[BEGIN]
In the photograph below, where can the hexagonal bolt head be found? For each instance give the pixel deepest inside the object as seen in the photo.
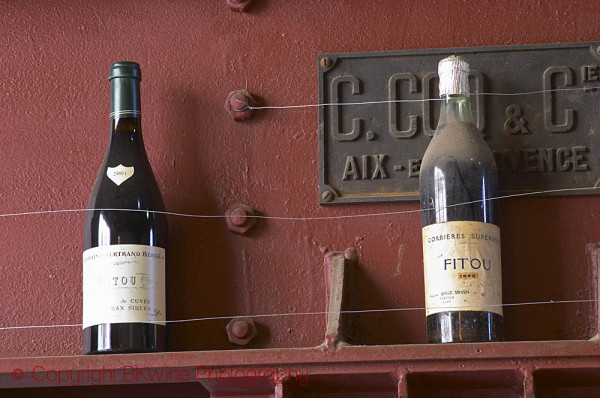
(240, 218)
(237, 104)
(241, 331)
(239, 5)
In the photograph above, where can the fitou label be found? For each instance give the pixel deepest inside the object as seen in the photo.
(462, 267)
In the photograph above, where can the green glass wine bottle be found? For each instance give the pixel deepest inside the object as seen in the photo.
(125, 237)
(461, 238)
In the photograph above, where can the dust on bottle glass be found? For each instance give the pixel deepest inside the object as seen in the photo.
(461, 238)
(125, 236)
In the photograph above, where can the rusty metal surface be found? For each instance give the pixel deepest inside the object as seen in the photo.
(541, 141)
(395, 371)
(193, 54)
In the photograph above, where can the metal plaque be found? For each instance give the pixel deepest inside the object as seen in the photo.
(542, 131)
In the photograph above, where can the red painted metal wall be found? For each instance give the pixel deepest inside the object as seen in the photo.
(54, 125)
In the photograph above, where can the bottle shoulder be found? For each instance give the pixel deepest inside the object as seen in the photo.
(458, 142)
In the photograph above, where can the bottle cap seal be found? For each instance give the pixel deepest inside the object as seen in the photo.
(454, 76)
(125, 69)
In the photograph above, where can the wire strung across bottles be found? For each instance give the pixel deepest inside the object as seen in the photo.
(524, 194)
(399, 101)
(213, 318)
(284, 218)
[END]
### Goal of the exercise
Reproduce all of the records above verbatim, omitting the picture from your answer.

### The answer
In the photograph below, where can the hexagonal bolt head be found? For each instance give the pixel deepest inside the object as seen in the photo.
(240, 218)
(237, 104)
(241, 331)
(239, 5)
In the photograph above, where can the fitou label be found? For each instance give the pixel deepest inside the object as seen in the photo.
(462, 267)
In the photograph above, where can the green glass wine bottle be found? For each instance give the pixel deepest inside the object as seen in the photo.
(125, 237)
(461, 238)
In the photograph above, where can the dust on bottle glass be found? For each instance give the pixel deepest inside the object as seen in the photo.
(461, 238)
(125, 236)
In the photograph above, where can the rusty metal surface be found? For each instance give the pixel deepest inside the object as seen in the photo.
(541, 141)
(395, 371)
(193, 54)
In the photograph above, where can the metal plaque be found? For each instance give the pixel deepest inside the object as seen in the photo.
(542, 131)
In the photograph above, where can the red painted metal wall be found? For each instance give the pixel deepest inside the object as seen in the photo.
(54, 125)
In the photograph above, where can the bottle shoulder be found? For each instance give the pixel deepest inside the object as seen in the photo.
(458, 142)
In the photograph above, where can the bottle cap seal be found? For each instance give the pixel deepest inside the object as seen in the photo.
(454, 76)
(125, 69)
In the photograph above, where can the wire strung across bottles be found? For each instance give the pixel deepest inside the object as seen in the photo.
(524, 194)
(399, 101)
(213, 318)
(284, 218)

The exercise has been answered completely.